▶ What is required:
Collect every line of the records below that contains the string "rear", and copy each one out. Case counts.

▶ Records taken from a data source:
↓

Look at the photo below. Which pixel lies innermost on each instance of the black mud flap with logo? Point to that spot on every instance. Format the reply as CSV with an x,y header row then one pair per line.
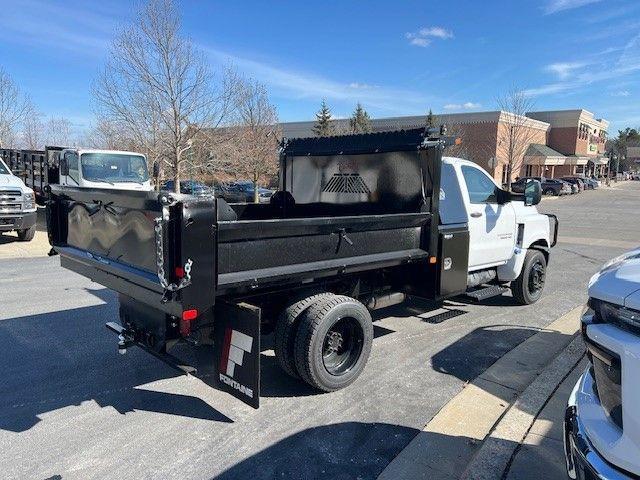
x,y
237,340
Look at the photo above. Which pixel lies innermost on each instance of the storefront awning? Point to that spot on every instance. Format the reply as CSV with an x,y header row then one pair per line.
x,y
538,154
576,160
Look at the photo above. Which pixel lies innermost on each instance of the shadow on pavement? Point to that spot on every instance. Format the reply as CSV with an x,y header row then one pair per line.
x,y
338,451
59,359
344,451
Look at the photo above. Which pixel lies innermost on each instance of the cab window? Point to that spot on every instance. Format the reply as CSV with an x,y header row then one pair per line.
x,y
481,188
72,162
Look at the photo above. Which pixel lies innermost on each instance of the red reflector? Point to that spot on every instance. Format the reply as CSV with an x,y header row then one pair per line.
x,y
189,314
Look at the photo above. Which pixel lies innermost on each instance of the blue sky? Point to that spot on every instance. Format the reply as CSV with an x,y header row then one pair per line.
x,y
397,58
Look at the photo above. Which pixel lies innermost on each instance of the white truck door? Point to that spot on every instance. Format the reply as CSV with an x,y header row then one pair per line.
x,y
492,227
73,178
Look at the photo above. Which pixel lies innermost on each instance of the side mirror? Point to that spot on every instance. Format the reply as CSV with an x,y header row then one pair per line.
x,y
64,166
532,192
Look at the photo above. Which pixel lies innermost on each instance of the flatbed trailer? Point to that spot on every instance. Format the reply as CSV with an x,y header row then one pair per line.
x,y
36,168
353,227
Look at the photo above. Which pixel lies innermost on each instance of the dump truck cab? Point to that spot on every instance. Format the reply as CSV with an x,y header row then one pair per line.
x,y
114,169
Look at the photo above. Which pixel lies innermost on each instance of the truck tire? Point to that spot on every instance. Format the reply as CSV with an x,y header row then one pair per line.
x,y
27,234
285,331
527,288
333,342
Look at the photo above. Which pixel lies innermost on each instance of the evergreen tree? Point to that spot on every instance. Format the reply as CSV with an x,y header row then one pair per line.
x,y
323,126
432,120
360,121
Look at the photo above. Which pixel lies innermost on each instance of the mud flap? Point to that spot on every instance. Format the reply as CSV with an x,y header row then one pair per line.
x,y
237,343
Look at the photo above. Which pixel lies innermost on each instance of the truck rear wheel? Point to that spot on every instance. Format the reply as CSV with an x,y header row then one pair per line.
x,y
27,234
285,331
333,342
527,288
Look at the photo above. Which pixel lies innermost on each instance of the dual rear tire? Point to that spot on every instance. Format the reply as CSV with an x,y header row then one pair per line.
x,y
325,340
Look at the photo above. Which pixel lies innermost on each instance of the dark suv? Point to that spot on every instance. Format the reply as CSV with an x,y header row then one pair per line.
x,y
550,186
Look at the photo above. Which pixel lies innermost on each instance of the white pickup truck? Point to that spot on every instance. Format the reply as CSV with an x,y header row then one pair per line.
x,y
509,241
17,205
602,420
358,223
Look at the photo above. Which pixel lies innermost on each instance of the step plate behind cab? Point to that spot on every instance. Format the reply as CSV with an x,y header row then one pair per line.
x,y
237,340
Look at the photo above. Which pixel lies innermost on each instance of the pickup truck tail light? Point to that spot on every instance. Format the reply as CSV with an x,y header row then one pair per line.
x,y
185,322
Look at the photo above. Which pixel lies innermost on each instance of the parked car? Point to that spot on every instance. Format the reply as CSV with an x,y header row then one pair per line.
x,y
602,438
229,193
373,238
17,205
550,186
190,187
573,180
590,183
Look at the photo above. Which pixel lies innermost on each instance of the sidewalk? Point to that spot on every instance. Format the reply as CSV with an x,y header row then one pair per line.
x,y
541,453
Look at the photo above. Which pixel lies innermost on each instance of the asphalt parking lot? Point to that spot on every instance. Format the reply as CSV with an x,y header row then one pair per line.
x,y
70,406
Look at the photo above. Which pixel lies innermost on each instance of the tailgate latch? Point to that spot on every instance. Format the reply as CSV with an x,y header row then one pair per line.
x,y
168,287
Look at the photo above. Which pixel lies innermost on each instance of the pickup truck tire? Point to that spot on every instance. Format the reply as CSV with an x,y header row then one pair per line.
x,y
527,288
333,342
286,327
27,234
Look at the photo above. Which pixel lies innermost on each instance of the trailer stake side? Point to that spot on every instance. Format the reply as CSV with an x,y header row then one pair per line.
x,y
354,226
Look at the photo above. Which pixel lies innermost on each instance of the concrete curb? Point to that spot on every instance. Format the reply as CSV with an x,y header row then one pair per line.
x,y
453,439
494,457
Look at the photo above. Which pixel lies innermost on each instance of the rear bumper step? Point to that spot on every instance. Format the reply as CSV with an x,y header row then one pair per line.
x,y
126,340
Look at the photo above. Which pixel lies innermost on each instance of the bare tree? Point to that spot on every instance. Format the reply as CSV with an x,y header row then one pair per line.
x,y
515,137
15,107
159,88
59,132
110,136
250,149
33,132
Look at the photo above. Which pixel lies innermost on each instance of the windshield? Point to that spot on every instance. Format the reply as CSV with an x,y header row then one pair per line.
x,y
114,167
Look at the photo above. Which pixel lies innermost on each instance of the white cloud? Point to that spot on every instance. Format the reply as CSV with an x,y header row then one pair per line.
x,y
462,106
437,32
621,93
554,6
627,63
419,41
424,36
564,70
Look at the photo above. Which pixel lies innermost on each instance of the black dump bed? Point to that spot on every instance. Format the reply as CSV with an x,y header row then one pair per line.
x,y
36,168
345,204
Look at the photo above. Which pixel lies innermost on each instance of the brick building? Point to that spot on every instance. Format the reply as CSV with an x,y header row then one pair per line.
x,y
633,154
561,142
482,135
580,138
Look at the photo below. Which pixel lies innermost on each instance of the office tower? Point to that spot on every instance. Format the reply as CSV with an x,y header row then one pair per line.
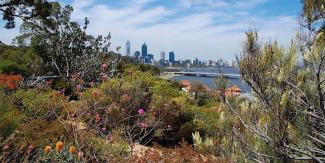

↑

▶ Answer for this exercise:
Look at the photo above. Which pixel lies innermost on each instance of the truck rear wheel? Point to that spot on every instance. Format the reply as CSV with an x,y header row then one pair per line.
Look at the photo above. Which pixel lies innermost on each instance of the dual rear tire? Point to that spot on every instance. Format the reply as CSV with an x,y header row then one pair per line.
Look at the photo above. Which pixel lies innermost on each instance of the rear bumper step? Point to that spot on every instance. Format the reply as CSV with an x,y header row then one pair per line.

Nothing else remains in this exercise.